__Consegna__: Modifica l'elenco qui sotto sostituendo "pixel coordinates" con "image coordinates" in ogni punto in cui compare e lasciando tutto il resto com'è. Nella risposta ometti le immagini.

########################################

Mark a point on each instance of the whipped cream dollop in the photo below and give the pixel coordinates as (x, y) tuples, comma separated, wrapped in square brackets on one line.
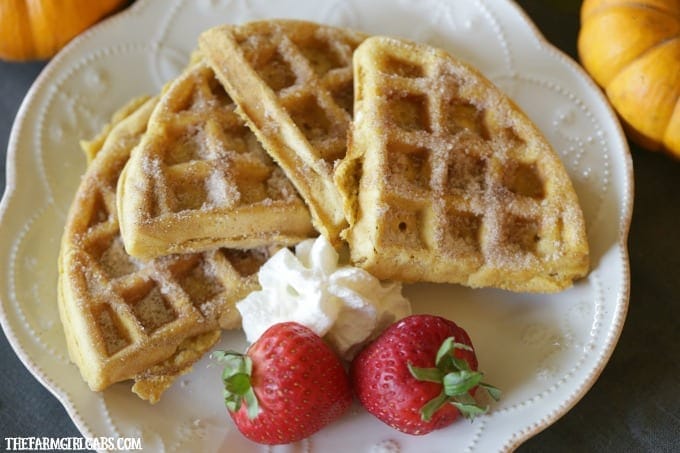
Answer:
[(344, 304)]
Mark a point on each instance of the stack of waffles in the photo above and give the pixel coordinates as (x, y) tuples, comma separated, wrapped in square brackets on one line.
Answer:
[(279, 130)]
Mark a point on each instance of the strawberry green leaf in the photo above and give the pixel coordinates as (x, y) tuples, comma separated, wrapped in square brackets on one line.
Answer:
[(461, 382), (426, 374), (460, 364), (236, 377), (238, 383), (494, 392)]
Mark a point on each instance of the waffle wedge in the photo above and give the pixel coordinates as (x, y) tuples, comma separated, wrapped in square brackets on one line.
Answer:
[(128, 319), (446, 180), (199, 179), (292, 81)]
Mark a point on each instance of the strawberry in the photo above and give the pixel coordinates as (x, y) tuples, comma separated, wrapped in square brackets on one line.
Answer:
[(287, 386), (419, 375)]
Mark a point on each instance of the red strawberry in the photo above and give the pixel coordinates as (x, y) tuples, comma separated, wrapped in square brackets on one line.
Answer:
[(419, 375), (287, 386)]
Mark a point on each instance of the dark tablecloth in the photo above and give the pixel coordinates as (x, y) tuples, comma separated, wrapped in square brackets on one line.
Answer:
[(635, 404)]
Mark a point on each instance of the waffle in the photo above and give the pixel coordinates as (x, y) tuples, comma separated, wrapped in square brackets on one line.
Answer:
[(292, 81), (200, 180), (128, 319), (446, 180)]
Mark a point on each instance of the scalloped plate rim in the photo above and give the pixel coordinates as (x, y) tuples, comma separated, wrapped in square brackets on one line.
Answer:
[(52, 66)]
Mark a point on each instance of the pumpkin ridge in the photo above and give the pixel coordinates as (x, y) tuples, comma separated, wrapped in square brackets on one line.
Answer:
[(648, 50)]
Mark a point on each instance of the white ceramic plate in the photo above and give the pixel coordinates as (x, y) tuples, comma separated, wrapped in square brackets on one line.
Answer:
[(544, 352)]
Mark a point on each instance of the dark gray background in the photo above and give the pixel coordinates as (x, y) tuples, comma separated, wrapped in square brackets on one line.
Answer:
[(635, 404)]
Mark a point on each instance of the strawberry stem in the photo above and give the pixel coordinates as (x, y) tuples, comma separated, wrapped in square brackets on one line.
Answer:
[(236, 376), (457, 380)]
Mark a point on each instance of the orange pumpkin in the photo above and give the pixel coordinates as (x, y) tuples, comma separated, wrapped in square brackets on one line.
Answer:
[(631, 48), (37, 29)]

########################################

__Esercizio svolto__:
Mark a point on each instance of the whipped cream dollop in the photo below and give the image coordinates as (x, y) tuples, comma separated, wrapped in square brackets on one line.
Answer:
[(344, 304)]
Mark a point on each instance of the stack of waffles in the photo above and give the image coordinates as (x, y) tuples, comma separated, wrapped in square brackets on one line.
Answer:
[(279, 130)]
Mark a point on each instance of the strawberry green leaf in the photo above and give the image coordinates as (x, y) tuples, comma separated, wrapped in square brackets on one line.
Answer:
[(461, 382), (426, 374), (460, 364), (236, 377), (238, 383), (494, 392)]
Mark a point on each instance of the waffle wedge in the photo above and give the image coordinates as (x, y) tuples, comma separated, wrapped in square brackets on one line.
Answer:
[(128, 319), (446, 180), (199, 179), (292, 81)]
Mark a point on each instance of the strawberry in the photo above and give the image coordinates as (x, y) tuples, comma separated, wrapped in square brackets on one line.
Answer:
[(287, 386), (419, 375)]
Mark a point on each instance of the red strawberry in the photo above and give the image coordinates as (x, y) tuples, comma separated, wrapped in square brackets on one line.
Answer:
[(419, 375), (287, 386)]
Mark a point on each instance of the dark tablecloth in the photo above and give the image coordinates as (x, y) tuples, comma separated, wrapped in square brackets on one line.
Answer:
[(635, 404)]
Mark a point on each instance of the waffle in the photo above and give the image coordinates as (x, y) tuples, comma separated, wrapped in square brackets on one line.
Answer:
[(292, 81), (200, 180), (128, 319), (446, 180)]
Mark a point on each instance of the scalloped plate rim in the photo above and give the image coordinates as (x, y) tuples, comma separated, wrapped in square brackets on one line.
Answer:
[(52, 66)]
Mark a point on each instance of the pumpkin ridge in the photo above and give the image coordinates as (x, y) tuples, comma separated, wrapped in square brackets on one line.
Answer:
[(648, 50)]
Mark a point on each instance of the white ceramic plate in the photo above and give the image coordinates as (x, y) tuples, comma separated, wrapped in square brackets on one line.
Answer:
[(544, 352)]
Mark a point on each instance of the dark gray background in the photo above and give the image coordinates as (x, y) tuples, comma separated, wrapped in square brackets on one line.
Answer:
[(635, 404)]
Mark a point on each instance of the strawberry stem in the photo above and give the image coordinates as (x, y) tuples, comma separated, wrapped in square brackets on one line.
Answer:
[(236, 376), (457, 380)]
Mark a point on each instance of the orange pumpkin in the photo above and give the image coordinates as (x, y) tuples, comma separated, wrapped in square brackets on one line.
Answer:
[(631, 48), (37, 29)]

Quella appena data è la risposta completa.